Wybrany fragment -
Są tacy, to nie żart, dla których jesteś wart mniej niż człowiek. A skutki poczucia bycia traktowanym przez innych jak zwierzę czy przedmiot są niezwykle niszczące. Metadehumanizacja, czyli właśnie poczucie, że inni nie widzą w nas ludzi, nasila konflikty, ponieważ wywołuje to samo – patrzenie na drugą stronę jak na podludzi, bestie w ludzkiej skórze, czy bezduszne maszyny. A gdy ludzie przestają być dla siebie nawzajem ludźmi, dzieją się rzeczy straszne: ludobójstwa, pogromy i wojny.
W marcowym numerze renomowanego pisma Journal of Personality and Social Psychology z 2016 roku trójka autorów Nour Kteily, Gordon Hodson i Emile Bruneau zaprezentowała serię 10 badań, których wyniki wskazują, że poczucie bycia dehumanizowanym odgrywa kluczową rolę w wyzwalaniu agresji skierowanej na tych, którzy nas dehumanizują. Gdy sądzimy, że dla przedstawicieli innej grupy, my – czyli grupa do której należymy: płciowa, rasowa czy etniczna – nie jesteśmy niczym innym niż zwierzętami lub przedmiotami, to odczuwamy, że i nas przestają obowiązywać wobec nich ludzkie prawa. A wtedy – wszystkie chwyty stają się dozwolone.

Polecenie pisemne - Proszę rozwinąć tekst o metadehumanizacji, dopisując jego dalszy ciąg po ostatnim zdaniu. Materiał zamieszczony dalej pochodzi z innego źródła.

Surowe dane -
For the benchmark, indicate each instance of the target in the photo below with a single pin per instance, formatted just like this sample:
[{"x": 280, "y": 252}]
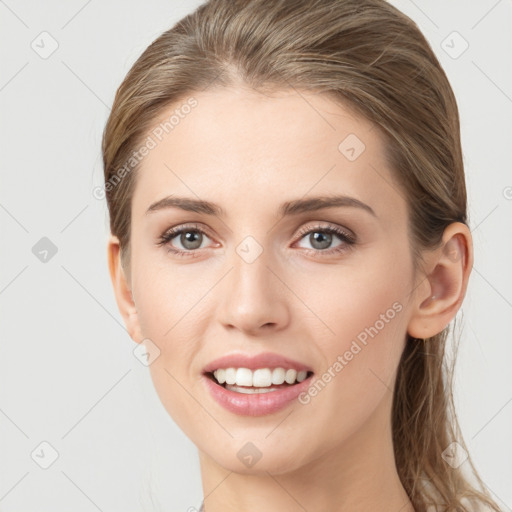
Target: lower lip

Odpowiedź do ćwiczenia -
Dehumanizowanie jest czymś innym niż żywienie stereotypowych przekonań na temat członków innej grupy i bycie do niej uprzedzonym – jest odmawianiem im przynależności do ludzkiej wspólnoty. Jak pisał o tym Kelman (1987), odczuwanie strachu, czy nawet nienawiści nie wyklucza spostrzegania wrogów jako ludzi – przeciwnie, może nawet wiązać się z pewnym szacunkiem. Natomiast odmawianie innym człowieczeństwa wyrzuca ich poza granice obowiązywania zasad moralnych. Przedmioty można przecież wykorzystywać, a zwierzęta dla dobra ludzi można zabijać.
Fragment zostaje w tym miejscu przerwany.